• **Exercise goal**
Please rewrite the items below as a JSON list of strings, one string for each line, skipping blank lines. Leave the pictures out of your answer.
────────────────────
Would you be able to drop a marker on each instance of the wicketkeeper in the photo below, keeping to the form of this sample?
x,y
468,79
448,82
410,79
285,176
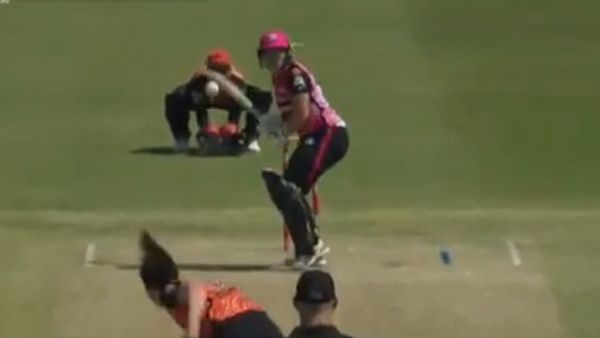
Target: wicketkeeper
x,y
195,96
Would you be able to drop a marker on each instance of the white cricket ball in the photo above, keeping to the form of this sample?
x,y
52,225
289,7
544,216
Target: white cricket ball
x,y
211,89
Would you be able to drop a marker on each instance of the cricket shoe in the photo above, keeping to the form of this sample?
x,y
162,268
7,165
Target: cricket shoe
x,y
253,146
309,262
316,260
181,145
321,249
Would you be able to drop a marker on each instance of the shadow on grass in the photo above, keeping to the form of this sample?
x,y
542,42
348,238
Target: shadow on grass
x,y
206,267
169,151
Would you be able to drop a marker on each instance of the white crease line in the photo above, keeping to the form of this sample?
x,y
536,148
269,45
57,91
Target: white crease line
x,y
515,256
90,255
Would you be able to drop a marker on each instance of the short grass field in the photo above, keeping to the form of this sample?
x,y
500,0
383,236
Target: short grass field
x,y
472,123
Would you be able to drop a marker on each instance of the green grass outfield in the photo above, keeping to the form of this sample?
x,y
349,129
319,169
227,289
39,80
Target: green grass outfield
x,y
452,105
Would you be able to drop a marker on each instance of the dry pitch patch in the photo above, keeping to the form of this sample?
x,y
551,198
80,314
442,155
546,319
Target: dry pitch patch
x,y
387,288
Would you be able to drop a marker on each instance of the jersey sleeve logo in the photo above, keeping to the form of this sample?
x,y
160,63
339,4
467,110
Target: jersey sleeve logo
x,y
300,84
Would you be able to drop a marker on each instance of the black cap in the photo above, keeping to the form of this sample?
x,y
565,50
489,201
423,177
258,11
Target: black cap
x,y
316,287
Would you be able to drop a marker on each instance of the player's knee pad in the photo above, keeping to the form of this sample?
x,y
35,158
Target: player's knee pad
x,y
261,99
282,193
229,130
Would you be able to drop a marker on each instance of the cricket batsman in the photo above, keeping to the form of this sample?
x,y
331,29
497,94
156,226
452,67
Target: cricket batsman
x,y
202,310
323,142
199,95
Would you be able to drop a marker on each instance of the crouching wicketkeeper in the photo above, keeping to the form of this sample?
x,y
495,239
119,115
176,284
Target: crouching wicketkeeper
x,y
195,96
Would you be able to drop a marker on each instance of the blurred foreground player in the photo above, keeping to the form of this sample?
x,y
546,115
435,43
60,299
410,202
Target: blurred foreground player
x,y
202,310
199,95
316,302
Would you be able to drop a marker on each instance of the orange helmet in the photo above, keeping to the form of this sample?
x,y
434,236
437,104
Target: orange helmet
x,y
218,59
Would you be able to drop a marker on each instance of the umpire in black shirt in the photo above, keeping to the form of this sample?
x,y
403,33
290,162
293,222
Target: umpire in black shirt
x,y
315,301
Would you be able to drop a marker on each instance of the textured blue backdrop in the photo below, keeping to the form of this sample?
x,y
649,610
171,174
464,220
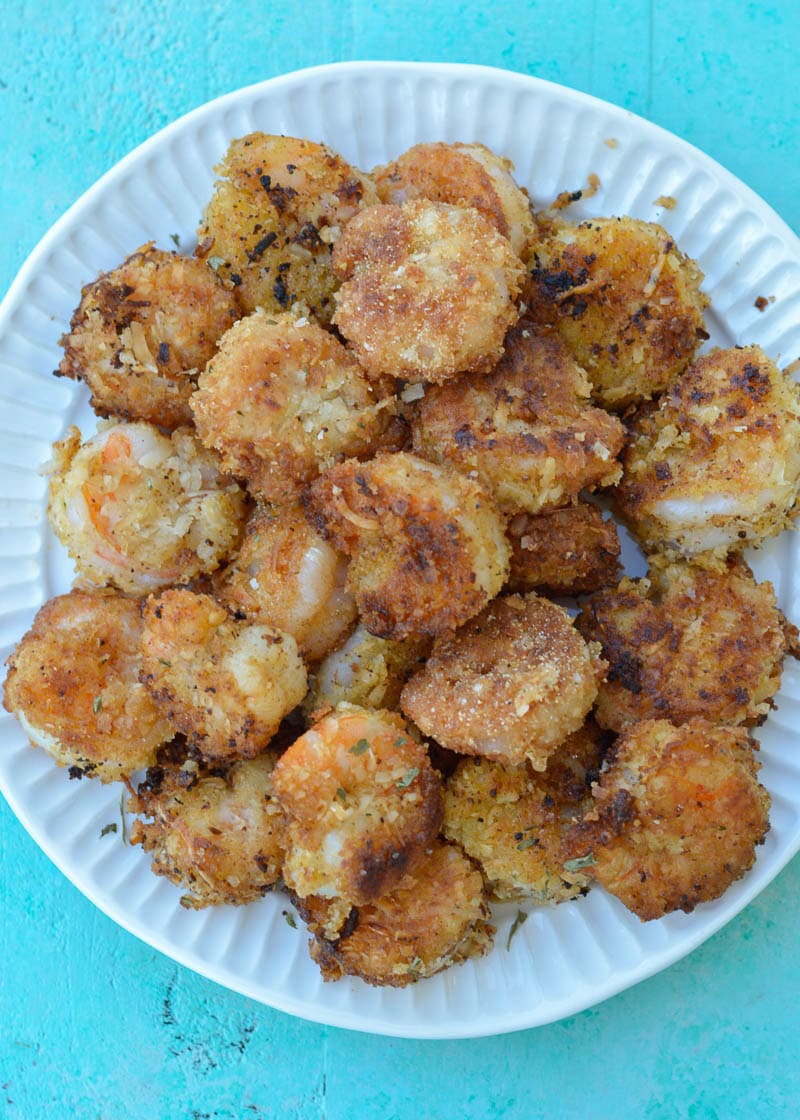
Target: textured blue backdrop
x,y
96,1025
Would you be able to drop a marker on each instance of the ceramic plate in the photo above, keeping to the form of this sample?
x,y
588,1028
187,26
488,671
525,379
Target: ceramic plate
x,y
563,959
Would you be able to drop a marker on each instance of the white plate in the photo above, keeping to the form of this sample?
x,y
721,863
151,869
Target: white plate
x,y
563,959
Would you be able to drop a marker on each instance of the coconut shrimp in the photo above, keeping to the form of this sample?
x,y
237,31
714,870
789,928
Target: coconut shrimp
x,y
678,814
512,683
428,290
73,683
568,551
512,820
623,298
278,206
463,175
226,684
142,333
526,430
716,464
436,916
286,575
139,510
282,400
364,670
217,834
363,804
426,543
689,641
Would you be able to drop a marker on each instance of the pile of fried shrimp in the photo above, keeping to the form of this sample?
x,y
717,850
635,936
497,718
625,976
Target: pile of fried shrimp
x,y
350,618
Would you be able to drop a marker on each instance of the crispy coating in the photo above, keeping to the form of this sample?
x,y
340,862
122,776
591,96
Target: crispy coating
x,y
277,207
526,430
426,543
142,333
282,400
363,804
428,290
139,510
513,820
287,576
73,683
220,836
625,300
689,641
715,465
510,684
679,812
436,916
568,551
364,670
464,175
226,684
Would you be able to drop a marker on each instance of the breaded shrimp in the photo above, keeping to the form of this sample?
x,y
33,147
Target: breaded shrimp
x,y
426,543
428,290
73,683
512,820
679,812
526,430
224,683
625,300
140,510
282,400
436,916
363,804
463,175
510,684
220,836
277,207
689,641
142,333
567,551
286,575
364,670
715,465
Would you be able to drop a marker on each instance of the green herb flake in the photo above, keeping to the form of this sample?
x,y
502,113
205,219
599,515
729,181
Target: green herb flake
x,y
520,920
406,781
579,864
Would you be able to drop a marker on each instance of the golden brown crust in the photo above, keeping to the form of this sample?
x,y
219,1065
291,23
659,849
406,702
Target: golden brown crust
x,y
510,684
679,812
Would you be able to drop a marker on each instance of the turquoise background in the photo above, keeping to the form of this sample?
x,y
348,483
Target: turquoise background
x,y
93,1024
────────────────────
• **Written solution**
[
  "Would you be able to drop a marker on each instance of the wicketkeeper in the photo below, keeping to the form of this sample?",
  "x,y",
  "468,79",
  "448,82",
  "410,79",
  "285,176",
  "Target: wicketkeeper",
  "x,y",
  "195,96",
  "Would you be able to drop a marker on each instance of the white cricket ball in the photo above, keeping to the form of this sample?",
  "x,y",
  "52,225",
  "289,7",
  "544,216",
  "Target: white cricket ball",
  "x,y",
  "211,89",
  "Would you be able to drop a marker on each instance of the cricket shoe in the photo above, keeping to the form of this sample?",
  "x,y",
  "162,268",
  "7,165",
  "Target: cricket shoe",
  "x,y",
  "253,146",
  "309,262",
  "316,260",
  "181,145",
  "321,249",
  "Would you be able to drop a marker on each instance of the shadow on grass in the photo above, keeping to the form of this sample?",
  "x,y",
  "542,42",
  "348,238",
  "Target: shadow on grass",
  "x,y",
  "206,267",
  "169,151",
  "Would you be able to drop a marker on each instance of the white crease line in the photo above, keeping to the form of this sample?",
  "x,y",
  "536,148",
  "269,45",
  "57,91",
  "Target: white crease line",
  "x,y",
  "515,256",
  "90,255",
  "Would you be able to drop a marker on each instance of the short grass field in the photo above, keeping to the form of this sample?",
  "x,y",
  "500,0",
  "383,236",
  "Target: short grass field",
  "x,y",
  "472,123",
  "Would you be able to drop a marker on each instance of the green grass outfield in the photo above, keeping to the form of this sample?",
  "x,y",
  "349,129",
  "319,169",
  "227,289",
  "39,80",
  "Target: green grass outfield",
  "x,y",
  "452,105",
  "Would you be able to drop a marker on each instance of the dry pitch patch in the photo above, keeping to the form of this sample?",
  "x,y",
  "551,198",
  "80,314",
  "442,155",
  "546,319",
  "Target: dry pitch patch",
  "x,y",
  "387,288",
  "Would you be able to drop a marker on each instance of the jersey sleeve logo in the photo above, keeping to the form of this sample?",
  "x,y",
  "160,63",
  "339,4",
  "467,110",
  "Target: jersey sleeve logo",
  "x,y",
  "300,84",
  "Would you be able to drop a marker on each instance of the black cap in the photo above, keeping to the form of this sample?",
  "x,y",
  "565,50",
  "489,201",
  "423,177",
  "258,11",
  "Target: black cap",
  "x,y",
  "316,287",
  "Would you be able to drop a marker on each instance of the player's knee pad in the photo above, keeping to the form of this sample?",
  "x,y",
  "35,158",
  "Target: player's knee pad",
  "x,y",
  "261,99",
  "282,193",
  "229,130",
  "Would you be able to drop a marker on each instance of the cricket batsman in the photo above, keeping to the form of this sample?",
  "x,y",
  "331,29",
  "497,94",
  "156,226",
  "452,67",
  "Target: cricket batsman",
  "x,y",
  "202,310",
  "323,142",
  "199,95",
  "Would you be able to drop a marker on each instance of the crouching wicketkeeper in the photo above, keeping to the form of this sample?",
  "x,y",
  "495,239",
  "119,115",
  "176,284",
  "Target: crouching wicketkeeper",
  "x,y",
  "195,96",
  "Would you be able to drop a marker on each instance of the blurred foreground player in the photo above, keeping to the form of this sample?",
  "x,y",
  "546,115",
  "435,43",
  "60,299",
  "410,202",
  "Target: blurred foreground player",
  "x,y",
  "202,310",
  "199,95",
  "316,302",
  "Would you be able to drop a marker on each instance of the orange helmet in the photo above, keeping to the form of this sample?",
  "x,y",
  "434,236",
  "437,104",
  "Target: orange helmet",
  "x,y",
  "218,59",
  "Would you be able to drop a marker on each instance of the umpire in black shirt in the photo above, keeping to the form of this sample?",
  "x,y",
  "403,33",
  "290,162",
  "293,222",
  "Target: umpire in black shirt",
  "x,y",
  "315,301",
  "Would you be able to drop a marker on each instance of the textured blue backdrop in the photo below, keeping to the form of this sample?",
  "x,y",
  "649,610",
  "171,174",
  "464,220",
  "Target: textured blue backdrop",
  "x,y",
  "96,1025",
  "Would you be able to drop a marker on each instance of the ceramic plate in the photo above, keeping to the form of this sample?",
  "x,y",
  "588,1028",
  "187,26",
  "488,671",
  "525,379",
  "Target: ceramic plate",
  "x,y",
  "563,959",
  "Would you be able to drop a marker on each instance of the white plate in the photo above, keeping to the form of this sample?",
  "x,y",
  "721,863",
  "151,869",
  "Target: white plate",
  "x,y",
  "563,959",
  "Would you be able to drop a marker on each instance of the coconut shrimp in the photo above, keeping to the form of this sample?",
  "x,y",
  "237,31",
  "714,870",
  "789,928",
  "Target: coconut shrimp",
  "x,y",
  "678,814",
  "512,683",
  "428,290",
  "73,683",
  "568,551",
  "512,820",
  "623,298",
  "278,206",
  "463,175",
  "226,684",
  "142,333",
  "526,430",
  "716,464",
  "436,916",
  "286,575",
  "139,510",
  "282,400",
  "364,670",
  "217,834",
  "363,804",
  "426,543",
  "689,641",
  "Would you be able to drop a marker on each instance of the pile of fried shrimp in the photo above, keeping to the form of this sample?",
  "x,y",
  "717,850",
  "635,936",
  "497,718",
  "625,976",
  "Target: pile of fried shrimp",
  "x,y",
  "350,618",
  "Would you be able to drop a marker on each instance of the crispy coating in the photo above, keeping to the form of this sample?",
  "x,y",
  "340,862",
  "122,776",
  "591,96",
  "Target: crispy coating",
  "x,y",
  "277,207",
  "526,430",
  "426,543",
  "142,333",
  "282,400",
  "363,804",
  "428,290",
  "139,510",
  "513,820",
  "287,576",
  "73,683",
  "220,836",
  "625,300",
  "689,641",
  "715,465",
  "510,684",
  "679,812",
  "436,916",
  "568,551",
  "364,670",
  "464,175",
  "226,684",
  "Would you be able to drop a marker on each instance of the breaded shrimp in the photo above, keeping to the form of this sample?",
  "x,y",
  "33,147",
  "Target: breaded shrimp",
  "x,y",
  "426,543",
  "428,290",
  "73,683",
  "512,820",
  "679,812",
  "526,430",
  "224,683",
  "625,300",
  "140,510",
  "282,400",
  "436,916",
  "363,804",
  "463,175",
  "510,684",
  "220,836",
  "277,207",
  "689,641",
  "142,333",
  "567,551",
  "286,575",
  "364,670",
  "715,465",
  "Would you be able to drop a marker on each instance of the green herb flake in the photo above, keeping to the form of this sample?",
  "x,y",
  "502,113",
  "205,219",
  "599,515",
  "729,181",
  "Target: green herb flake",
  "x,y",
  "520,920",
  "406,781",
  "579,864",
  "Would you be able to drop a marker on each instance of the golden brown crust in the photo above, keeping to the form of this sample?",
  "x,y",
  "219,1065",
  "291,23",
  "659,849",
  "406,702",
  "Target: golden brown crust",
  "x,y",
  "510,684",
  "679,812",
  "Would you be able to drop a marker on each instance of the turquoise background in the photo above, keeping to the form of this sample?",
  "x,y",
  "348,483",
  "Target: turquoise background",
  "x,y",
  "93,1024"
]